DOCUMENT EXCERPT –
The most elegant solution I've seen was putting text along the lines on "cracks, warez, keygens, torrent files, free downloads etc. harm the publisher of this software" in small text at the bottom of all your web pages. It games the PageRank and (hopefully) causes users searching to cheat you to be sent to your site.

  • 6
    That is such an awesome counter measure!
    – Jasper
    Aug 25, 2010 at 9:37

I would keep updating the software. Sure there must be some bugs to fix and new features to add that your customers asked? When a user has a pirated version and is happy with it finds out that your current version has more features that might be an incentive for him to buy the latest version.

Adding new features doesn't only make your existing customers happy, they also attract new customers.

  • 4
    If you can figure out how your software was cracked, you can have one of your updates check for the crack and report the user's IP address to you. You can use this to go after infringers, or alter your updates such that updates will not install correctly if the user has one of these "blacklisted" IPs. Given this information, you might also be able to trace back and find the crack's author (if it was caused by something like a CD Key being published).
    – bta
    Aug 23, 2010 at 21:23
  • The answer works the software has no auto-update mechanism, whereas @bta's comment works if the software does.

DIRECTION 1 –
Answer these about the piracy discussion, one line each:
(a) What wording does the first suggestion put in small text at the bottom of every web page?
(b) What does bta's comment say an update could report back once it detects the crack?
(c) On what date and at what time was Jasper's comment posted?
DIRECTION 2 – Recast the paragraph in the piracy discussion beginning "If you can figure out how your software was cracked" as a short bulleted list that keeps its main points.

DATA SHOWN –
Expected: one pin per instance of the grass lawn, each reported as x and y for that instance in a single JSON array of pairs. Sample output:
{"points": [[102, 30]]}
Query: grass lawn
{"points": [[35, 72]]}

ANSWER 1 –
(a) "cracks, warez, keygens, torrent files, free downloads etc. harm the publisher of this software"
(b) The user's IP address.
(c) Aug 25, 2010 at 9:37.

ANSWER 2 –
- Figure out how the software was cracked, then have an update check for the crack and report the user's IP address.
- Use those addresses to go after infringers, or make updates fail to install on the blacklisted IPs.
- The information might also help trace the crack's author, for example if a published CD key caused the crack.